(EXERCISE) Using the entries that follow, give the number of lines containing the string "motor". Write nothing besides that number.

(DATA IN THIS EXERCISE)
Content starts

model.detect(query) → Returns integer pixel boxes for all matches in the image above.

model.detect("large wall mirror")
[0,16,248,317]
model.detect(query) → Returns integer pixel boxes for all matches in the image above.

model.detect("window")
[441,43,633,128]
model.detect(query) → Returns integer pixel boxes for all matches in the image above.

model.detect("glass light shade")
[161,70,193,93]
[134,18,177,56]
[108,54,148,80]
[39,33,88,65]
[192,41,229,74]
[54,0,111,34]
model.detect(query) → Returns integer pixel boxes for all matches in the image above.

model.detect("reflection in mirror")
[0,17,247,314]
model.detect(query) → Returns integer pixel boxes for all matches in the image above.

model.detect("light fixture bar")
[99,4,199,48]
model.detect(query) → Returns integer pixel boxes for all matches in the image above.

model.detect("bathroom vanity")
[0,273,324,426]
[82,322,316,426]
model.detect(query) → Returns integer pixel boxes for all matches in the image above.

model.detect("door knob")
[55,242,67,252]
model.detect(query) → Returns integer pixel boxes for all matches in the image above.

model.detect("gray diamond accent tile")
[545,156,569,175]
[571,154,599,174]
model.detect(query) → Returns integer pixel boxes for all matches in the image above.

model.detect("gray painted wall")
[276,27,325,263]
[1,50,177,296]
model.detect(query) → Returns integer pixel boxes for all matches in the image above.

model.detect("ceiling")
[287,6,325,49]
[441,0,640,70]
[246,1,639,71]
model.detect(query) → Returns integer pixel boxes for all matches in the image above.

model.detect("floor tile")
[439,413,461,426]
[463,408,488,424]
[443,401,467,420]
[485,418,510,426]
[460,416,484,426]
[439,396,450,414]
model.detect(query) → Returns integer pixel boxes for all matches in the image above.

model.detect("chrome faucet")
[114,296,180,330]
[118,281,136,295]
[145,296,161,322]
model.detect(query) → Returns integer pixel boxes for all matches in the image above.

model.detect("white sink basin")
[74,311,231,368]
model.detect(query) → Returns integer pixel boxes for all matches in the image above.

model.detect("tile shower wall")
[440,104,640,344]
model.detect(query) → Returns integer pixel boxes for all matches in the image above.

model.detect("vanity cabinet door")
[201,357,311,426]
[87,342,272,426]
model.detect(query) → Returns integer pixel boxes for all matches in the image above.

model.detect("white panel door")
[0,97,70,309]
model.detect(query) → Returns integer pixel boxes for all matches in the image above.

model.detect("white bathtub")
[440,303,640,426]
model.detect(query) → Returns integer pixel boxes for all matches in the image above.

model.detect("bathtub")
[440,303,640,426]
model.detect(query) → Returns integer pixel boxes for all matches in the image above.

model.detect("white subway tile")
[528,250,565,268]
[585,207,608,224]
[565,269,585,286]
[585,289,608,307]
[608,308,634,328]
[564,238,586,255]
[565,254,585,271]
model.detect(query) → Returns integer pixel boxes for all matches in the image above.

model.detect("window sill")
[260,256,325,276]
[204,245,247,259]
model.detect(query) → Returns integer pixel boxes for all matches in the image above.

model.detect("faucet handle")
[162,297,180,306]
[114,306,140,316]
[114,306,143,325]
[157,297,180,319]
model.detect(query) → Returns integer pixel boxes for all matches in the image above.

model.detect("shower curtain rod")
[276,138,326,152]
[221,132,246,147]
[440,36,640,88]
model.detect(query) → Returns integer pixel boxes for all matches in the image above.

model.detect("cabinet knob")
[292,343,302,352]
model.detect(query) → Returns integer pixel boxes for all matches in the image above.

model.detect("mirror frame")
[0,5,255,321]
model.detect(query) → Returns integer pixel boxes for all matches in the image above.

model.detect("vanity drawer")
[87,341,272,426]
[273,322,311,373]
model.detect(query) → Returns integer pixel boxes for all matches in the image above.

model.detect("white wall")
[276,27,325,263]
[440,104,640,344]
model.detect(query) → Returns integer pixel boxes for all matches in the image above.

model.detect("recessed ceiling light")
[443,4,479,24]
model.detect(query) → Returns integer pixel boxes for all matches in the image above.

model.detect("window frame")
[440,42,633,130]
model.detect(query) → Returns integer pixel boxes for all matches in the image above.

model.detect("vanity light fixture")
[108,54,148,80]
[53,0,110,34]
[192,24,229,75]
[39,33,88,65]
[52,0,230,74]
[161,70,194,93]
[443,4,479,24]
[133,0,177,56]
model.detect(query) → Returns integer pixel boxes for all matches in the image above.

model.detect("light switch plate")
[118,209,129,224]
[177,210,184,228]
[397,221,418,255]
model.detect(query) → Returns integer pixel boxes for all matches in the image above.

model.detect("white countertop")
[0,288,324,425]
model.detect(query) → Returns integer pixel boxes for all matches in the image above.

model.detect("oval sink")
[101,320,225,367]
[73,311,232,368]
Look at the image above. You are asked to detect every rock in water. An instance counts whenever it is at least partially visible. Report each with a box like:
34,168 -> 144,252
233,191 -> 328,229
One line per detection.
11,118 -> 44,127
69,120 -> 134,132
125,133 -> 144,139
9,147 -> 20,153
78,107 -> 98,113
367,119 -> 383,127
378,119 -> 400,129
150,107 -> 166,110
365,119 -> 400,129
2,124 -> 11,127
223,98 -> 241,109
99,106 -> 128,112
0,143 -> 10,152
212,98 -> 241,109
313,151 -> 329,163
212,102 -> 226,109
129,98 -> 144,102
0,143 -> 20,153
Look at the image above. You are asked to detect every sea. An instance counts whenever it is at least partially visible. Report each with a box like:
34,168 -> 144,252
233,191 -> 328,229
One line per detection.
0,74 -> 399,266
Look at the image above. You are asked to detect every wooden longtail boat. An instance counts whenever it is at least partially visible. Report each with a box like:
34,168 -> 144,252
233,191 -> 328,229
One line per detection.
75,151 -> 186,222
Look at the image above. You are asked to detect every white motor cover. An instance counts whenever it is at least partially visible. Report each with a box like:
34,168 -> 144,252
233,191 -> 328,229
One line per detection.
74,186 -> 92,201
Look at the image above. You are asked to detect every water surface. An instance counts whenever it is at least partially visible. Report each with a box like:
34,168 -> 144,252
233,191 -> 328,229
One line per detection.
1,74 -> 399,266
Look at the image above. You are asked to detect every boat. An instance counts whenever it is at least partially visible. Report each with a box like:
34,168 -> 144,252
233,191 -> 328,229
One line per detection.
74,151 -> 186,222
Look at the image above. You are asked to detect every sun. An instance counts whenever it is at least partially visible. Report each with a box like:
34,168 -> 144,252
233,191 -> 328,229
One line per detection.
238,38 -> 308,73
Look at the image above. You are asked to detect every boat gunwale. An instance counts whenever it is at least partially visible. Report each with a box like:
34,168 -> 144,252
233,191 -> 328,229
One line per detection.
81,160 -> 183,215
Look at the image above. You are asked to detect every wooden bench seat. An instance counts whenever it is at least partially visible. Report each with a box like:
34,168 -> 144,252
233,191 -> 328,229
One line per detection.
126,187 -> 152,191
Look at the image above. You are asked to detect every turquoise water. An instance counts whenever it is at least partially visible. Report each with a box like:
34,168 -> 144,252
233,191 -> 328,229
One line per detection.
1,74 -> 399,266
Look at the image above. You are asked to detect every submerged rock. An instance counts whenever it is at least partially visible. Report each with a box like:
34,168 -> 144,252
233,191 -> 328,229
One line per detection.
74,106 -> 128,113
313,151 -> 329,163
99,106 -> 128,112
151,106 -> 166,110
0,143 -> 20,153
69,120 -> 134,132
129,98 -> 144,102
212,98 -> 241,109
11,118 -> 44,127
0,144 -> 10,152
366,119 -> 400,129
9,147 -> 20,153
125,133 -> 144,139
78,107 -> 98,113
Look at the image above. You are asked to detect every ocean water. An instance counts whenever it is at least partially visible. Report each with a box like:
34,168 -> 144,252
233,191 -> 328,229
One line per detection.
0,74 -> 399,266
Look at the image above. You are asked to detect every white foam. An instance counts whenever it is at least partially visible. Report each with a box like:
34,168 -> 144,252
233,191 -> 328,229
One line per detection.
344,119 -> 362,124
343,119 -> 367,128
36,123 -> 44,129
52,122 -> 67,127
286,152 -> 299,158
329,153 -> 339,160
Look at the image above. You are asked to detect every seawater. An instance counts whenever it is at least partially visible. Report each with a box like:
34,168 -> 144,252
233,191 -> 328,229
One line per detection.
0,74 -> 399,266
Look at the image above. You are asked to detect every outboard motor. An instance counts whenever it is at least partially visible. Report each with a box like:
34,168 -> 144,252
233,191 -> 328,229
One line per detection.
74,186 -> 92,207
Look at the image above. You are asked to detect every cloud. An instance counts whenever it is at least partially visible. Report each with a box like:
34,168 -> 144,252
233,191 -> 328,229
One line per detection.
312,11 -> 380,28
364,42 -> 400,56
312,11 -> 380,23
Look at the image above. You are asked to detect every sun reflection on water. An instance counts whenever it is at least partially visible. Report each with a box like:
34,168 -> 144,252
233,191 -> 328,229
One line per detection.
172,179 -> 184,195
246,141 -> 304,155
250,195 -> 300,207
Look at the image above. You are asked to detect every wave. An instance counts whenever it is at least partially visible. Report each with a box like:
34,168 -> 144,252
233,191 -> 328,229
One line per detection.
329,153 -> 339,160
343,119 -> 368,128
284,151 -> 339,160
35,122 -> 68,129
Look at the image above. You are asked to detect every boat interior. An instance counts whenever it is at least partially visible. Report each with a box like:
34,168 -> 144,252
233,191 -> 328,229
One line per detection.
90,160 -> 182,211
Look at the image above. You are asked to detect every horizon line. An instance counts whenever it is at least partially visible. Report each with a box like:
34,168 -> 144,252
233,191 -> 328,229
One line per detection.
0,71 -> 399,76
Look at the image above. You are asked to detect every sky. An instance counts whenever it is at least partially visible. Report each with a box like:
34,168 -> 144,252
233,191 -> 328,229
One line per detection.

Content ends

(EXERCISE RESULT) 2